TASK DETAILS: Rewrite the rows below, renaming every "Target" as "Object" and keeping the rest unchanged.

━━━━━━

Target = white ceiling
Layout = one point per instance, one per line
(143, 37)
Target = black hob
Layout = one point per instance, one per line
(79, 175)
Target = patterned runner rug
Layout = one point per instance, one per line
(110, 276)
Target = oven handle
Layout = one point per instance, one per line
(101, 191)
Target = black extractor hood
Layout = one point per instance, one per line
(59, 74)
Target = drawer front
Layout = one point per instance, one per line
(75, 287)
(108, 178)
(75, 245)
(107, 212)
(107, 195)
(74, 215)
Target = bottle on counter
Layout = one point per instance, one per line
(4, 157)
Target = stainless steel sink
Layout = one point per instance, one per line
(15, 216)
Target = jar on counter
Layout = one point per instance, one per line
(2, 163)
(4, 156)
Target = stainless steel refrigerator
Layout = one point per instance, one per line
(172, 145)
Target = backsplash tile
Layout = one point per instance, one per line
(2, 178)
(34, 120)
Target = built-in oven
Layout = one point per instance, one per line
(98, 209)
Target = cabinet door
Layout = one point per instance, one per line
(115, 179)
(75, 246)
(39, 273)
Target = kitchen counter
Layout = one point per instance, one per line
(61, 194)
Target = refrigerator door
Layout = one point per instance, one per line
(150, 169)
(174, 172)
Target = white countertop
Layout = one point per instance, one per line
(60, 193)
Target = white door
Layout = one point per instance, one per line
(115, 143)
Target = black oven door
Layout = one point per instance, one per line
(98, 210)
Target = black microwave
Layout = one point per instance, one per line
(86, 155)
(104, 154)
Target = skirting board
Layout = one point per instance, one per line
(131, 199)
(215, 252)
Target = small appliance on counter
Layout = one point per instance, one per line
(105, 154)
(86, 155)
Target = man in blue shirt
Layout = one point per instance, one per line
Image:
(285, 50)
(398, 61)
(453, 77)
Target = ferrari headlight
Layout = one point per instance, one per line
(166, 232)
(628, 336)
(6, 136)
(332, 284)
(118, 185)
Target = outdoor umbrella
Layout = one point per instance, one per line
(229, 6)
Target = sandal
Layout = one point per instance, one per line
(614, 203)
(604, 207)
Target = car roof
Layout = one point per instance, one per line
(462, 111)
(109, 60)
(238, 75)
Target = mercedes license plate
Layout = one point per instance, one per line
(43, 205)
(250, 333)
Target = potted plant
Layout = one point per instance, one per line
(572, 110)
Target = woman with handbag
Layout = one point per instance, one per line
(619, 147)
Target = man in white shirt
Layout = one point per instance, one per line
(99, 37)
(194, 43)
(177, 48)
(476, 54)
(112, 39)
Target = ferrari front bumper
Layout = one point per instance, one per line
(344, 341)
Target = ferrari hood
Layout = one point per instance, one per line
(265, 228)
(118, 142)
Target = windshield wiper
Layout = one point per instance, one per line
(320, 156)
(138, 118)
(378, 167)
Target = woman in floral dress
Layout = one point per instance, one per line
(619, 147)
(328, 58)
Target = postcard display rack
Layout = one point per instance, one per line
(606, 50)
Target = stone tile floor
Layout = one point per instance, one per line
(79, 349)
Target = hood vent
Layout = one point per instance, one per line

━━━━━━

TASK SOLUTION:
Object = white ceiling
Layout = one point per instance, one per line
(143, 37)
Object = black hob
Layout = one point per instance, one per line
(79, 175)
Object = patterned runner rug
Layout = one point per instance, one per line
(110, 276)
Object = oven handle
Layout = one point per instance, one per line
(101, 191)
Object = black extractor hood
Layout = one point per instance, one per line
(59, 74)
Object = drawer front
Layout = one point per instance, one per line
(75, 287)
(108, 178)
(75, 245)
(107, 212)
(107, 195)
(74, 215)
Object = bottle on counter
Layout = one point per instance, one per line
(4, 157)
Object = stainless steel sink
Layout = one point per instance, one per line
(15, 216)
Object = jar on counter
Layout = one point per instance, one per line
(2, 163)
(4, 156)
Object = stainless steel refrigerator
Layout = one point per instance, one per line
(172, 145)
Object = backsplash tile
Layout = one point per instance, one per line
(2, 178)
(34, 120)
Object = built-in oven
Layout = one point per instance, one per line
(98, 209)
Object = cabinet door
Layout = one point per instance, one per line
(115, 179)
(75, 246)
(39, 273)
Object = kitchen counter
Layout = one point per instance, one per line
(61, 194)
Object = refrigerator door
Layout = one point per instance, one per line
(150, 169)
(174, 172)
Object = white countertop
Layout = one point per instance, one per line
(60, 193)
Object = white door
Layout = one point per instance, one per line
(115, 143)
Object = black oven door
Layout = one point per instance, one per line
(98, 210)
Object = black microwave
Layout = one point per instance, one per line
(86, 155)
(104, 154)
Object = skirting board
Layout = one point per instance, one per line
(131, 199)
(215, 252)
Object = small appliance on counter
Layout = one point per instance, one per line
(105, 154)
(86, 155)
Object = man in blue shirt
Layout = one point per instance, one per line
Image:
(285, 50)
(398, 61)
(453, 77)
Object = ferrari headlight
Layout = one point per instance, one per line
(166, 232)
(628, 336)
(6, 136)
(332, 284)
(118, 185)
Object = outdoor umbrella
Layout = one point per instance, one per line
(229, 6)
Object = sandal
Layout = one point per instance, one per line
(614, 203)
(604, 207)
Object = car roof
Layout = one point per instance, one per line
(462, 111)
(109, 60)
(238, 75)
Object = mercedes license plate
Layout = one point per instance, one per line
(43, 205)
(250, 333)
Object = potted plant
Layout = one point per instance, one per line
(572, 110)
Object = woman with handbag
Layout = one point per instance, one per line
(619, 147)
Object = man in white shirt
Layout = one point per instance, one per line
(99, 37)
(194, 43)
(177, 48)
(476, 54)
(112, 39)
Object = ferrari front bumper
Layout = one point per instance, one per line
(344, 341)
Object = ferrari hood
Layout = one point per instance, one per line
(265, 228)
(118, 142)
Object = windshield wiper
Layout = one point per instance, one per line
(320, 156)
(138, 118)
(378, 167)
Object = woman in floral dress
Layout = one point per instance, one per line
(619, 147)
(328, 58)
Object = postcard display rack
Layout = one point per instance, one per line
(606, 50)
Object = stone tile floor
Layout = one point per instance, one per line
(79, 349)
Object = hood vent
Layout = one point per instance, one per line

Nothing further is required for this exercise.